- **Text**
.....
T. Specht: Einer der Hauptgründe, der mich an der Situation gestört hat, war, dass hier nur über Kosten argumentiert wird. Doch hohe Qualität bei niedrigsten Kosten funktioniert einfach nicht. Das Argument, ich mache dies nicht, weil es zu teuer ist, führt genau zu der nun vorliegenden Situation, dass der Endverbraucher ein schlechtes Produkt erhält. Hier gilt: schlechte Dienstleistung bedeutet schlechtes Produkt.
Ein weiterer Punkt für die Studie war der Versandhandel von Rx-Medikamenten und die Diskussion über das Versandverbot verschreibungspflichtiger Arzneimittel. Hier führen die Versandapotheken ins Feld, dass der Medikamentenversand die Versorgung der Bevölkerung eher gewährleistet, gerade auch im ländlichen Raum. Und dies bei niedrigeren Kosten und gleicher Qualität. Wir wollten uns diese Qualität einmal genauer ansehen – auch unter dem Gesichtspunkt der Kosten – denn darüber redet bislang keiner.
Worauf wurde besonders geachtet?
T. Specht: Einer der wichtigsten Punkte bei dieser Untersuchung war für uns: Was geschieht beim Transport mit den Temperaturen? Üblicherweise wird nur über die Kühlung gesprochen, aber so gut wie nie über Erwärmung oder Aufheizung und Kühlware wurde trotz extrem niedriger Außentemperaturen weiter gekühlt. Hierbei muss erwähnt werden, dass die meisten Produkte gegen kurzfristig höhere Temperaturen durchaus stabil sind. Für zu tiefe Temperaturen liegen jedoch keine Daten vor und es können keine definitiven Aussagen über deren Auswirkungen gemacht werden.
Welche Ergebnisse der Studie haben Sie positiv, welche negativ überrascht?
T. Specht: Positiv überrascht hat mich leider nichts, denn die bei der Studie ermittelte Ausfallquote lässt leider nichts Positives erkennen. Erschreckend fanden wir, dass vonseiten der Versandapotheken bereits völlig falsch gepackt wird. So hat beispielsweise der Versender Medikamente, die nicht unter 10°C gelagert werden dürfen, zusammen mit Kühlakkus und kühlpflichtiger Ware in ein Paket gepackt. Als Verpackungsmaterial in Paketen wurden verdreckte Zeitungen und Verpackungsmüll verwendet.
Bei den KEP-Dienstleistern gab es auch zahlreiche negative Überraschungen: Ware wurde über Stunden im Freien abgelegt oder personalisierte Ware einfach irgendwo abgegeben. Am erschreckendsten waren aber die massiven Temperaturüber- und unterschreitungen.
Welche Schlüsse und Konsequenzen sollten Pharmahersteller aus den Resultaten ziehen?
T. Specht: Ganz wichtig ist hierbei eine prozessorientierte Auditierung der gesamten Lieferkette. Letztendlich muss der Versender, das Pharmaunternehmen, sicherstellen, dass die Temperaturen eingehalten werden, indem beispielsweise entsprechende Transportboxen zur Verfügung gestellt werden. Er muss aber auch sicherstellen, dass die Ware nicht über Stunden irgendwo abgestellt wird.
.....
- **Fragen zum Text**
A – Welches Material wurde laut Text als Verpackungsmaterial in den Paketen verwendet?
B – Gib die Passage aus dem Text wörtlich aus, die bei „Worauf wurde besonders“ beginnt und bei „welche negativ überrascht?“ endet.
C – Fasse den Absatz des Textes, der mit „Ein weiterer Punkt für die Studie“ beginnt, als Stichpunktliste zusammen und behalte dabei seine wesentlichen Fakten bei.

- **Aufgelistete Zeilen**
.....
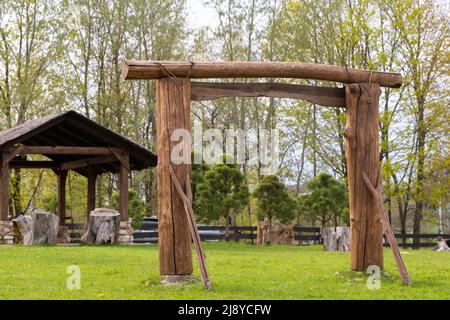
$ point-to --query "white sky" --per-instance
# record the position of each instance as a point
(199, 15)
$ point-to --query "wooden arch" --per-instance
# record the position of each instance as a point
(359, 97)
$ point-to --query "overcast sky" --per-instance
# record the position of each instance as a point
(200, 15)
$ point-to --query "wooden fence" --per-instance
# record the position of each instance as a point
(426, 240)
(148, 233)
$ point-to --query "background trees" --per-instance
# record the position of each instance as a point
(326, 201)
(222, 194)
(57, 55)
(274, 201)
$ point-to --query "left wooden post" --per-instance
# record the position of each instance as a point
(62, 178)
(92, 177)
(123, 187)
(4, 187)
(173, 112)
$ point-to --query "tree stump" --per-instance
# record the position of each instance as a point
(103, 227)
(39, 228)
(46, 226)
(281, 233)
(25, 226)
(336, 239)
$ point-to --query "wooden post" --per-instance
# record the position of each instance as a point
(173, 110)
(62, 178)
(362, 153)
(92, 177)
(4, 189)
(123, 187)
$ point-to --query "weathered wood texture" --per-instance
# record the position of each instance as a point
(195, 236)
(123, 187)
(140, 70)
(62, 178)
(27, 164)
(336, 239)
(173, 105)
(4, 187)
(67, 136)
(376, 194)
(325, 96)
(103, 227)
(92, 178)
(84, 163)
(362, 153)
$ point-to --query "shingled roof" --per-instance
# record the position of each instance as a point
(73, 129)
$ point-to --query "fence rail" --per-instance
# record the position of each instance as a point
(405, 240)
(148, 233)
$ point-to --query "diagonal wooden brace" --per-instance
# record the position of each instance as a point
(376, 194)
(201, 258)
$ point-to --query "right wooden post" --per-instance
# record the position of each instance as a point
(175, 246)
(92, 178)
(362, 153)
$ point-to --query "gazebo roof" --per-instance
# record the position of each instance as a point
(71, 129)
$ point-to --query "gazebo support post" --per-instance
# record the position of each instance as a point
(362, 153)
(92, 177)
(4, 187)
(62, 178)
(173, 110)
(123, 187)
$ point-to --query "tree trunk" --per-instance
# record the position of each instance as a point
(420, 176)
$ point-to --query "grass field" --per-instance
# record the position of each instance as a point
(238, 271)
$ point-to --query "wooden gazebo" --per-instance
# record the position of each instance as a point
(70, 141)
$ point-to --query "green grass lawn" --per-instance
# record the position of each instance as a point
(238, 271)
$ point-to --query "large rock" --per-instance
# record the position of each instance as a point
(103, 227)
(63, 235)
(6, 232)
(336, 239)
(39, 228)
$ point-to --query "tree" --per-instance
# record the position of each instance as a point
.....
- **Antworten**
A – Verdreckte Zeitungen und Verpackungsmüll.

B –
Worauf wurde besonders geachtet?
T. Specht: Einer der wichtigsten Punkte bei dieser Untersuchung war für uns: Was geschieht beim Transport mit den Temperaturen? Üblicherweise wird nur über die Kühlung gesprochen, aber so gut wie nie über Erwärmung oder Aufheizung und Kühlware wurde trotz extrem niedriger Außentemperaturen weiter gekühlt. Hierbei muss erwähnt werden, dass die meisten Produkte gegen kurzfristig höhere Temperaturen durchaus stabil sind. Für zu tiefe Temperaturen liegen jedoch keine Daten vor und es können keine definitiven Aussagen über deren Auswirkungen gemacht werden.
Welche Ergebnisse der Studie haben Sie positiv, welche negativ überrascht?

C –
- Die Studie befasste sich auch mit dem Versandhandel von Rx-Medikamenten und der Diskussion über ein Versandverbot verschreibungspflichtiger Arzneimittel.
- Versandapotheken argumentieren, der Versand gewährleiste die Versorgung der Bevölkerung eher, gerade im ländlichen Raum.
- Dies geschehe laut den Versandapotheken bei niedrigeren Kosten und gleicher Qualität.
- Die Studie wollte diese Qualität auch unter dem Gesichtspunkt der Kosten genauer untersuchen, weil darüber bislang niemand redet.